> [Text]
## BEGIN
They have also had people in hazmat suits handing out brochures on Queen and Yonge streets.

Although the argument itself is extremely questionable, the first thing that comes to my mind when seeing a campaign like this is "who is paying for it?". With a website, campaigners, and CNW press releases there's obviously money involved.
 
WTF? they lose track of thousands of illegal immigrants and now this?


just a timing coincidence or should i be stocking up on potassium iodine? :confused:
 
sweet! I'm 27.96km away.... but its funny that since comes out a day after the 41K missing immigrant story pops up. What better way to get rid of 41K illegals by creating another 2.45m refugees of sorts in the process! :)
 
The old city of Toronto is not in the 30km zone and nothing else matters. That's the crappy side of the GTA anyways.
 
Some people are obsessed by fear and disaster. It's a cult of fear. The idea is that if you can scare the population enough then maybe you can force them into to doing what you want them to do (or believe). Greenpeace is against nuclear power. Instead of using hellfire and damnation as a means to convincing people about their beliefs, they use fears of disaster, radiation and death.
 
Pretty irresponsible behaviour. Someone should nail down who is doing this, and publicize it. Legitimate people are willing to identify themselves and take responsibility for their statements.
 
Nuclear power is what it is. It is by no means a safe and cheap source of power.

That is not to say that other sources of power (i.e. coal) are cleaner, but a hell of a lot cheaper when you consider the negative impacts of radioactive waste. How do you even begin to put a price on that?

Toronto would most likely continue, albeit in a lesser form, as a city, but the health implications and the associated costs are indisputable.
 
Prevailing winds blow to the east, so shouldn't the 30km circle be more like an ellipse that reaches Trenton?

sweet! I'm 27.96km away.... but its funny that since comes out a day after the 41K missing immigrant story pops up. What better way to get rid of 41K illegals by creating another 2.45m refugees of sorts in the process! :)
## END
> [Records provided]
## BEGIN
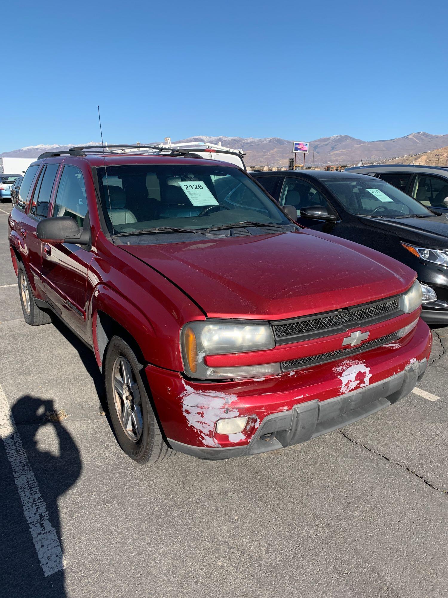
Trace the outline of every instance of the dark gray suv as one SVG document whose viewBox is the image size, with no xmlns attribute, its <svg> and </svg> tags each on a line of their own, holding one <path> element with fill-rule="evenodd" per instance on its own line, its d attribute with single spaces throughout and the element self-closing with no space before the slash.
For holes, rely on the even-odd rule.
<svg viewBox="0 0 448 598">
<path fill-rule="evenodd" d="M 430 210 L 448 212 L 448 167 L 373 164 L 346 172 L 370 175 L 398 187 Z"/>
</svg>

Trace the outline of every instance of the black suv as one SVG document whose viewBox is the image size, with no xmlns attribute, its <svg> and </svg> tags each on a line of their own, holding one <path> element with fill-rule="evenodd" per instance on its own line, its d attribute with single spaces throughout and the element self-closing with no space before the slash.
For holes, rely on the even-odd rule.
<svg viewBox="0 0 448 598">
<path fill-rule="evenodd" d="M 378 178 L 351 172 L 251 175 L 284 208 L 294 206 L 299 224 L 367 245 L 415 270 L 424 291 L 422 318 L 448 325 L 447 215 Z"/>
<path fill-rule="evenodd" d="M 448 212 L 448 167 L 374 164 L 348 168 L 346 172 L 376 176 L 407 193 L 429 209 Z"/>
</svg>

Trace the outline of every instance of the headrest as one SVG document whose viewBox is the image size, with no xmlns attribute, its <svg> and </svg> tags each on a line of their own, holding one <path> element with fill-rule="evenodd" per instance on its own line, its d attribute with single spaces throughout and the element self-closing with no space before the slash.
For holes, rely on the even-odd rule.
<svg viewBox="0 0 448 598">
<path fill-rule="evenodd" d="M 112 210 L 121 209 L 126 205 L 126 196 L 121 187 L 117 185 L 105 185 L 104 191 L 106 205 L 109 203 L 110 197 L 111 208 Z"/>
<path fill-rule="evenodd" d="M 170 178 L 167 179 L 167 185 L 169 185 L 171 187 L 180 187 L 180 176 L 171 176 Z"/>
</svg>

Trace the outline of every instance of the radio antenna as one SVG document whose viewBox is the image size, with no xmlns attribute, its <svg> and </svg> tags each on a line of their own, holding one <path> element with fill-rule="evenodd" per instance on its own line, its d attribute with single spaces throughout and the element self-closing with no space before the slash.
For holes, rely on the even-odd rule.
<svg viewBox="0 0 448 598">
<path fill-rule="evenodd" d="M 104 142 L 103 141 L 103 130 L 101 128 L 101 117 L 100 116 L 100 106 L 97 106 L 97 107 L 98 108 L 98 120 L 100 121 L 100 133 L 101 133 L 101 147 L 103 148 L 103 159 L 104 160 L 104 169 L 105 169 L 105 172 L 106 173 L 106 186 L 108 188 L 108 196 L 109 197 L 109 207 L 111 210 L 110 212 L 111 222 L 112 225 L 112 239 L 113 239 L 113 242 L 115 243 L 115 239 L 114 236 L 115 229 L 113 228 L 113 222 L 112 221 L 112 202 L 111 201 L 111 192 L 109 190 L 109 181 L 108 180 L 108 169 L 106 166 L 106 154 L 105 152 Z M 103 185 L 103 190 L 104 190 L 104 185 Z"/>
</svg>

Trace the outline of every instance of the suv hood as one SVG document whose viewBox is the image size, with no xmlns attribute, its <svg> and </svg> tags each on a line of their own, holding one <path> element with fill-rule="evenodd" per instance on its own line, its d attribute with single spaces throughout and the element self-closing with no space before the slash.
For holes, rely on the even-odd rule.
<svg viewBox="0 0 448 598">
<path fill-rule="evenodd" d="M 318 313 L 402 293 L 415 278 L 392 258 L 307 229 L 118 246 L 182 289 L 209 317 Z"/>
<path fill-rule="evenodd" d="M 427 218 L 370 218 L 358 216 L 364 224 L 394 232 L 401 239 L 414 242 L 432 242 L 438 248 L 448 247 L 447 215 Z"/>
</svg>

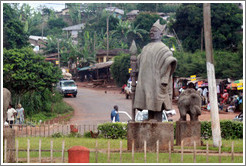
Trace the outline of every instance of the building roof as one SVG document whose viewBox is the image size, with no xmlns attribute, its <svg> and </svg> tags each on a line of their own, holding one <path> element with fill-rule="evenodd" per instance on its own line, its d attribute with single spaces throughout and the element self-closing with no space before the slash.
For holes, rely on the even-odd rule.
<svg viewBox="0 0 246 166">
<path fill-rule="evenodd" d="M 116 55 L 119 55 L 121 52 L 123 52 L 123 53 L 130 53 L 130 51 L 128 49 L 116 48 L 116 49 L 108 50 L 108 55 L 109 56 L 116 56 Z M 96 55 L 97 56 L 107 55 L 107 50 L 99 49 L 99 50 L 97 50 Z"/>
<path fill-rule="evenodd" d="M 78 72 L 86 71 L 86 70 L 96 70 L 96 69 L 102 69 L 102 68 L 110 67 L 113 63 L 114 63 L 113 61 L 96 63 L 96 64 L 94 64 L 92 66 L 78 68 Z"/>
<path fill-rule="evenodd" d="M 119 9 L 117 7 L 107 7 L 107 8 L 105 8 L 105 10 L 110 11 L 110 12 L 114 11 L 115 13 L 118 13 L 118 14 L 121 14 L 121 15 L 124 14 L 124 10 L 121 10 L 121 9 Z"/>
<path fill-rule="evenodd" d="M 47 40 L 47 37 L 42 37 L 42 36 L 29 36 L 29 39 L 32 39 L 32 40 L 39 40 L 39 39 L 44 39 L 44 40 Z"/>
<path fill-rule="evenodd" d="M 62 28 L 62 30 L 64 31 L 80 31 L 82 29 L 84 29 L 85 27 L 85 24 L 78 24 L 78 25 L 72 25 L 72 26 L 69 26 L 69 27 L 66 27 L 66 28 Z"/>
<path fill-rule="evenodd" d="M 135 16 L 135 15 L 138 15 L 138 13 L 139 13 L 139 10 L 132 10 L 129 13 L 127 13 L 126 15 L 127 16 Z"/>
</svg>

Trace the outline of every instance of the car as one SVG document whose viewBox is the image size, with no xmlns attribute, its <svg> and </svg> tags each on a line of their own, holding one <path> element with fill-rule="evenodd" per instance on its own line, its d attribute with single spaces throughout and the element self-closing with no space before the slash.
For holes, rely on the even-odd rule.
<svg viewBox="0 0 246 166">
<path fill-rule="evenodd" d="M 74 80 L 60 80 L 57 83 L 57 90 L 65 96 L 76 97 L 78 90 Z"/>
</svg>

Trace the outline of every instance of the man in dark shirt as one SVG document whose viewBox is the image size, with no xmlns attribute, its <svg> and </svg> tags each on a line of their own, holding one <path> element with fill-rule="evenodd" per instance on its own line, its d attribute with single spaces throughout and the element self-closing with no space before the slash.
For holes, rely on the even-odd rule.
<svg viewBox="0 0 246 166">
<path fill-rule="evenodd" d="M 115 119 L 114 119 L 115 118 Z M 114 109 L 111 111 L 111 122 L 119 122 L 120 121 L 120 117 L 119 117 L 119 113 L 118 113 L 118 106 L 115 105 Z"/>
</svg>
## END
> [Required actions]
[A] Answer these questions from the thread:
(i) On which streets were people in hazmat suits handing out brochures?
(ii) Which organization does the thread say is against nuclear power?
(iii) Which place would the elliptical zone reach, according to the comment about prevailing winds?
[B] Please repeat, word for word, the part of the thread between "Pretty irresponsible behaviour." and "source of power.", inclusive.

> [Responses in order]
[A]
(i) Queen and Yonge streets
(ii) Greenpeace
(iii) Trenton

[B]
Pretty irresponsible behaviour. Someone should nail down who is doing this, and publicize it. Legitimate people are willing to identify themselves and take responsibility for their statements.
 
Nuclear power is what it is. It is by no means a safe and cheap source of power.